§ **Предложенный текст**
◆ ◆ ◆ ◆ ◆
Перейти к материалам
истории

Министр обороны Сергей Шойгу написал книгу «Про вчера» — о советском абсурде и ностальгии по нему Андрей Перцев объясняет, почему это интересное, но странное чтение

Источник: Meduza
Сергей Карпухин / ТАСС

В середине октября в издательстве АСТ вышла книга «Про вчера», написанная министром обороны России Сергеем Шойгу. Про армию в ней ничего нет: Шойгу вспоминает о создании МЧС, которым он руководил долгие годы, или о своих столкновениях с политиками эпохи 1990-х. Но большая часть книги, которая состоит из отдельных рассказов, посвящена советскому быту и отношениям партийных боссов КПСС с жителями СССР. При этом сам Шойгу, вроде бы критикуя советские времена, явно вспоминает о них с тоской. По крайней мере, так показалось специальному корреспонденту «Медузы» Андрею Перцеву, который прочитал эту книгу по заданию редакции.

От книги «Про вчера» министра обороны и бывшего главы МЧС Сергея Шойгу подсознательно ожидаешь пафосного, ультрапатриотического повествования — такого храма вооруженных сил, сложенного из букв. Однако под обложкой — сборник рассказов о курьезах советского быта, абсурдных требованиях советского Госплана, исторические анекдоты о политиках 1990-х и несколько серьезных и даже страшных историй о природных катастрофах.

Написана книга простым, рубленым и грубоватым языком (в рассказах Шойгу прослеживается что-то общее с текстами бывшего мэра Екатеринбурга Евгения Ройзмана), но достаточно складно. Сомневаться в авторстве министра почти не приходится: он либо сам написал, либо надиктовал эти тексты.

Шойгу и советский треш

Абсурдные и веселые (а иногда и не очень) приключения советских строителей — самая яркая и запоминающаяся часть книги Шойгу. Главные герои этих рассказов с переменным успехом борются с беспощадным советским бытом: дефицитом, клопами и тараканами в квартирах и общежитиях, а также придирками партийного начальства.

В моем студенчестве соседа по общаге за клопов чуть не выгнали из комсомола. Он ради забавы загонял клопов в конкретную точку и там давил их, создавая из клопов-тушек картинки и слова. Так вот, за слова «Слава КПСС» его чуть не выперли. Тогда с этим было строго.

Один из соседей уже по рабочему общежитию не смог это терпеть и принес с завода некое чудодейственное средство, которое, судя по рассказу, оказалось эффективным (правда, помимо клопов и тараканов из дома убежали кошки и собаки). Однако бегство домашних животных оказалось не единственным побочным эффектом чудесного советского средства.
◆ ◆ ◆ ◆ ◆
§ **Исходные данные**

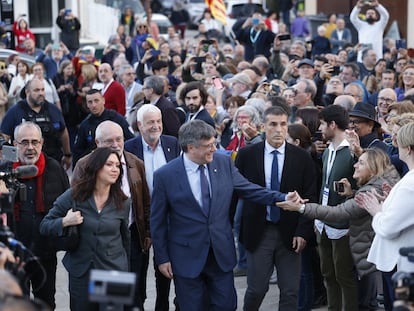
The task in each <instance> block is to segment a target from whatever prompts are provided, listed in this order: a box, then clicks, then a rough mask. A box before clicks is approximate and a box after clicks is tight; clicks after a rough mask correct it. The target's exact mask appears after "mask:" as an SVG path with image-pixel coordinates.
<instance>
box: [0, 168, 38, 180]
mask: <svg viewBox="0 0 414 311" xmlns="http://www.w3.org/2000/svg"><path fill="white" fill-rule="evenodd" d="M37 172H38V169H37V166H36V165H22V166H19V167H17V168H15V169H12V170H11V171H10V172H0V179H4V178H8V177H12V178H27V177H34V176H36V175H37Z"/></svg>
◆ ◆ ◆ ◆ ◆
§ **Что нужно сделать**
Приведите дословно фрагмент текста о книге Шойгу «Про вчера», который начинается словами «Перейти к материалам» и заканчивается словами «книгу по заданию редакции.». При выполнении опирайтесь только на текст.

§ **Ответ к заданию**
Перейти к материалам
истории

Министр обороны Сергей Шойгу написал книгу «Про вчера» — о советском абсурде и ностальгии по нему Андрей Перцев объясняет, почему это интересное, но странное чтение

Источник: Meduza
Сергей Карпухин / ТАСС

В середине октября в издательстве АСТ вышла книга «Про вчера», написанная министром обороны России Сергеем Шойгу. Про армию в ней ничего нет: Шойгу вспоминает о создании МЧС, которым он руководил долгие годы, или о своих столкновениях с политиками эпохи 1990-х. Но большая часть книги, которая состоит из отдельных рассказов, посвящена советскому быту и отношениям партийных боссов КПСС с жителями СССР. При этом сам Шойгу, вроде бы критикуя советские времена, явно вспоминает о них с тоской. По крайней мере, так показалось специальному корреспонденту «Медузы» Андрею Перцеву, который прочитал эту книгу по заданию редакции.